**** TEXTE SOURCE ****

Journal d'investigation en ligne et d'information‑hacking
par Jacques Duplessy

La difficile question de la convergence des luttes

Ou comment fédérer la colère

Discussions soutenues à l'assemblée des assemblées à Montpellier : comment créer des liens avec les autres mouvements, les syndicats, le secteur privé, public ?

Assemblée plénière ADA4 - © Reflets

« Travailler avec d’autres mouvements » est une autre question centrale pour l’avenir du mouvement abordée lors de l’Assemblée des assemblées des Gilets Jaunes à Montpellier. Mais les approches sont parfois divergentes. « Je suis allé dans le groupe de travail « Identifier les amis et les ennemis des GJ », c’était n’importe quoi. On ne peut pas avancer comme ça, on ne crée que des clivages », témoigne une participante déçue. Mais la plupart des participants ont une vision ouverte du mouvement. « L’union fait la force, plaide Hélène, une institutrice originaire du Cantal. Je suis Gilet Jaune mais citoyenne avant tout. Nous devons rassembler pour un combat commun. Et il y a une colère que nous pouvons, que nous devons, fédérer. » Et les sondages semble lui donner raison. Selon le baromètre Odoxa d’octobre 2019, quelque 76 % des Français estiment que le mouvement est loin d’être fini. Leur mouvement est même perçu à près de 60% comme ayant été bénéfique pour les plus modestes et à plus de 50% comme ayant été utile pour la démocratie, notamment grâce au « grand débat ».

****

CONSIGNES DE TRAVAIL:
A - Reproduisez à l'identique le passage de l'article sur la convergence des luttes qui commence par « Discussions soutenues à » et se poursuit jusqu'à « privé, public ? ».
B - Reprenez l'article sur la convergence des luttes à partir de sa dernière phrase et rédigez-en la suite.
Les enregistrements qui suivent n'ont aucun rapport avec l'article sur la convergence des luttes.

**** DONNÉES FOURNIES ****

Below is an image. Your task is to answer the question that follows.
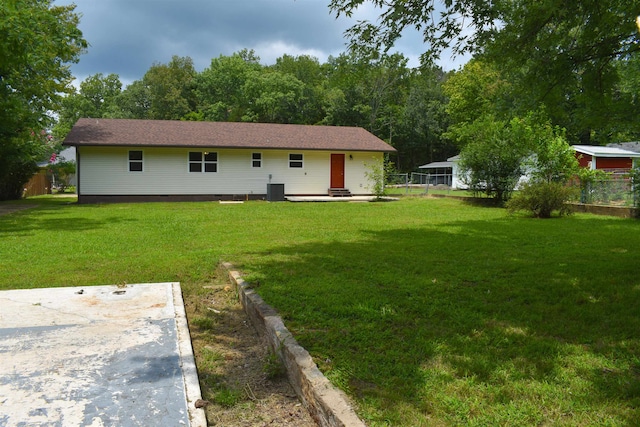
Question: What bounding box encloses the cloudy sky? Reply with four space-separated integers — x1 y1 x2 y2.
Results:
56 0 463 84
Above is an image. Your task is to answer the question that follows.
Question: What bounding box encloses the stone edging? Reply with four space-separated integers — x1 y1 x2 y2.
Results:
222 263 365 427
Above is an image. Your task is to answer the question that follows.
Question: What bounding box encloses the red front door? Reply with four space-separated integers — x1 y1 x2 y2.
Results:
331 154 344 188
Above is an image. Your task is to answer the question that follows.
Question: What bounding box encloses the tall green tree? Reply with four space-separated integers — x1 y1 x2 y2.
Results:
142 56 196 120
0 0 87 200
195 50 262 121
53 73 122 140
402 66 458 171
330 0 640 143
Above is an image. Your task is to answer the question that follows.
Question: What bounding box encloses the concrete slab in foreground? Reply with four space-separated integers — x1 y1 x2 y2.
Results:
0 283 206 426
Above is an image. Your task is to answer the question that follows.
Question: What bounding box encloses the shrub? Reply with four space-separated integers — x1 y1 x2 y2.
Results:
506 181 575 218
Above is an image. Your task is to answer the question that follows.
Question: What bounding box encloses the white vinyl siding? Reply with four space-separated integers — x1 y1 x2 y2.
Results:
78 146 382 195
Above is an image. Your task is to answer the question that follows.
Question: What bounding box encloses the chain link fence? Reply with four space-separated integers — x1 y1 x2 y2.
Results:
572 173 640 207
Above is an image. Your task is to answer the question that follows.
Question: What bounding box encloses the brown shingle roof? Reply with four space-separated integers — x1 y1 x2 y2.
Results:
64 119 396 152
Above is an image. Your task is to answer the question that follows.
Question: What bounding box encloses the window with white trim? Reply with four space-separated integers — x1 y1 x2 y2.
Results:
251 153 262 168
189 151 218 172
289 154 304 168
129 150 143 172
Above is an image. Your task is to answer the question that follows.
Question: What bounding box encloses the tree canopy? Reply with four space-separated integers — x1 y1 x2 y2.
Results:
330 0 640 144
0 0 87 200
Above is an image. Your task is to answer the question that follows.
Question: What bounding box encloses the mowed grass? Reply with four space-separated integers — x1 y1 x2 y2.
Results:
0 198 640 426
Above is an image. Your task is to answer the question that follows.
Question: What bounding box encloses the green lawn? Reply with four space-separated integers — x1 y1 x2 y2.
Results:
0 198 640 426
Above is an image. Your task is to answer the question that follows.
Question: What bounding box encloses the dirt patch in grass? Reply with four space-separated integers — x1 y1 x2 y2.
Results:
183 274 317 427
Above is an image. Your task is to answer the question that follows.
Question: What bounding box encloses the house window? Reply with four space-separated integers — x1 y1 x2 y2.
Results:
129 150 142 172
289 154 303 168
189 151 218 172
251 153 262 168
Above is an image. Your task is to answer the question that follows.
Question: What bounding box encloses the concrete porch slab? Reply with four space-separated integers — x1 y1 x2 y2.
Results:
0 283 206 427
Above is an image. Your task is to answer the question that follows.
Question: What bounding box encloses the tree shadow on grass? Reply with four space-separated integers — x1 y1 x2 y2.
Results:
0 204 137 236
244 218 640 425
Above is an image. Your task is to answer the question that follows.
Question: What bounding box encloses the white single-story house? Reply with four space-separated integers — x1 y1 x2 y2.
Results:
63 119 396 203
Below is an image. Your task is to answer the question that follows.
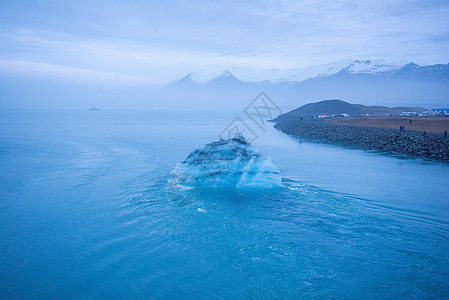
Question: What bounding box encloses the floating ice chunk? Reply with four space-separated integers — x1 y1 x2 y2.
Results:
173 134 282 188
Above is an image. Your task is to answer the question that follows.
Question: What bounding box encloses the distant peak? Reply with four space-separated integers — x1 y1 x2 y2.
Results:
220 70 234 77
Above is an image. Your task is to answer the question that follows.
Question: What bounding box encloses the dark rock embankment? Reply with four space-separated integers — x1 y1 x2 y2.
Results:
274 120 449 162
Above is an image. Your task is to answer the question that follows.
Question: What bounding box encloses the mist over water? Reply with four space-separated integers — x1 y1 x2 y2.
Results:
0 110 449 299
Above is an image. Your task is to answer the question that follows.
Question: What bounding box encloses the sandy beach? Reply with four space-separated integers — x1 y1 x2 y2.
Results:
326 117 449 134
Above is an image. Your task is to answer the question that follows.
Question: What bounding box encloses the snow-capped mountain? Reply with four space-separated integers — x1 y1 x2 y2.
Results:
158 60 449 108
170 59 407 84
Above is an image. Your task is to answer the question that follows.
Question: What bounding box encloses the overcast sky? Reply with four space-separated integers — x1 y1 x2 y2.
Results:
0 0 449 85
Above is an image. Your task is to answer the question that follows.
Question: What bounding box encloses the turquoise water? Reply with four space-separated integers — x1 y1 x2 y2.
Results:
0 110 449 299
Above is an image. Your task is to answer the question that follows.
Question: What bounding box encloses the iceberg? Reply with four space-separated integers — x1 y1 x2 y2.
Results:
172 134 282 188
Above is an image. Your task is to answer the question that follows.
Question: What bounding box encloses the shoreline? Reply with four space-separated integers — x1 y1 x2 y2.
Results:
274 120 449 162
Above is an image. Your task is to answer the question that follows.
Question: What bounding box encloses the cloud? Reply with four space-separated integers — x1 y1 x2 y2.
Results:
0 0 449 84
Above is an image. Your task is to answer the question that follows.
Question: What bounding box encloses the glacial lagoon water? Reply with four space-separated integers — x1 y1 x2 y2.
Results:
0 110 449 299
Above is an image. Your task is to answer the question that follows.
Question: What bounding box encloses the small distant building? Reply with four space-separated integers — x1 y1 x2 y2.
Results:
430 108 449 116
400 111 418 117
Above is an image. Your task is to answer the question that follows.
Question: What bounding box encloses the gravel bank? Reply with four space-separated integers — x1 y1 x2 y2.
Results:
274 120 449 162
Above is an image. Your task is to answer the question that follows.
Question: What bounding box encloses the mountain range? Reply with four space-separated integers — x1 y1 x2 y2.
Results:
160 60 449 108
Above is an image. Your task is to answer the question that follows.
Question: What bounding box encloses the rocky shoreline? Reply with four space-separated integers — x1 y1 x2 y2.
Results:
274 120 449 162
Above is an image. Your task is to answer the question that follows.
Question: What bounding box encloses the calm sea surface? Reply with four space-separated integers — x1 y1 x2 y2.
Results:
0 110 449 299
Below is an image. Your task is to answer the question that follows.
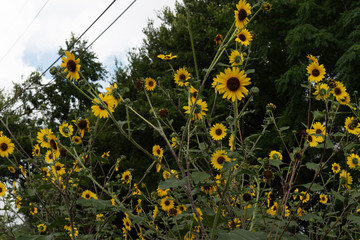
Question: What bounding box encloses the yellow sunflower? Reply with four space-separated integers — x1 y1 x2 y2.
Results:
306 62 326 82
0 135 15 157
216 67 251 102
331 163 341 174
313 83 330 100
0 182 6 197
234 0 251 29
346 153 360 169
214 34 223 45
229 50 244 67
160 198 174 212
174 68 190 87
210 123 227 141
60 51 81 81
183 99 208 120
235 28 252 46
59 122 74 137
145 78 156 91
211 150 230 170
153 145 164 158
91 93 115 118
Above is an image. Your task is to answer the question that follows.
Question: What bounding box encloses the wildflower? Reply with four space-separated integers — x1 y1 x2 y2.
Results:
81 190 98 200
235 28 252 46
320 194 328 204
60 51 81 81
229 50 244 67
216 67 251 102
91 93 115 118
157 53 177 60
234 0 251 29
331 163 341 174
306 62 326 83
210 123 227 140
0 182 6 197
37 223 46 232
183 99 208 120
160 198 174 212
174 68 190 87
269 150 282 160
0 135 15 157
214 34 223 45
145 78 156 91
211 150 230 170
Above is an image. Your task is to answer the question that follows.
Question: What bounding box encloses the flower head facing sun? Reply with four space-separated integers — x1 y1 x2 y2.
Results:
210 123 227 141
60 51 81 81
215 67 251 102
0 135 15 157
145 78 156 91
234 0 251 29
174 68 190 87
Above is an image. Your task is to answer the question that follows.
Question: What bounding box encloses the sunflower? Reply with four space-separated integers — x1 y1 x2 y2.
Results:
345 117 360 135
37 223 46 232
37 128 53 148
0 135 15 157
331 81 346 101
153 145 164 158
229 50 244 67
32 144 40 157
346 153 360 169
216 67 251 102
59 122 74 137
121 171 132 184
174 68 190 87
269 150 282 160
214 34 223 45
210 123 227 141
60 51 81 81
313 83 330 100
211 150 230 170
160 198 174 212
157 53 177 60
306 62 326 82
145 78 156 91
235 28 252 46
51 162 65 176
0 182 6 197
331 163 341 174
81 190 98 199
234 0 251 29
183 99 208 120
91 93 115 118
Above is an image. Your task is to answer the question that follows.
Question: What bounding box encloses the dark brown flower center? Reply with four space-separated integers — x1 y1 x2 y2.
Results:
311 69 320 77
0 143 8 151
66 60 76 72
238 9 247 21
226 77 240 92
217 156 225 164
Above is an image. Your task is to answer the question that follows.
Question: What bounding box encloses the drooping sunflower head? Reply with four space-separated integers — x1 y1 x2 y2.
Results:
215 67 251 102
60 51 81 81
306 61 326 82
145 78 156 91
210 123 227 141
235 28 253 46
174 68 190 87
234 0 251 29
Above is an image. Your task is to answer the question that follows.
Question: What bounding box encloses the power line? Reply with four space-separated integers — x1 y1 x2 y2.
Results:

****

RÉSULTATS ATTENDUS:
A -
Discussions soutenues à l'assemblée des assemblées à Montpellier : comment créer des liens avec les autres mouvements, les syndicats, le secteur privé, public ?

B -
« La stratégie du gouvernement est de nous opposer, avertit Frédérique, une professeure des écoles. On oppose secteur public et secteur privé, les cheminots et les autres, les profs et les autres. Tout ça pour casser le service public… et on s’aperçoit maintenant que le remplacer par du privé coûte plus cher avec une qualité moindre. »

Muriel, venue de Saillans dans la Drôme, est secrétaire dans un hôpital psychiatrique. Cette militante CGT représentante au niveau local et départemental veut croire au rassemblement. « Il y a beaucoup de problématiques avec les syndicats. Quand on est Gilet Jaune, c’est difficile d’être soutenue au niveau départemental et national par les syndicats. Mais les militants à la base sont plus ouverts. C’est une occasion de bousculer nos structures syndicales un peu archaïques. Nous avons besoin les uns des autres pour réussir. »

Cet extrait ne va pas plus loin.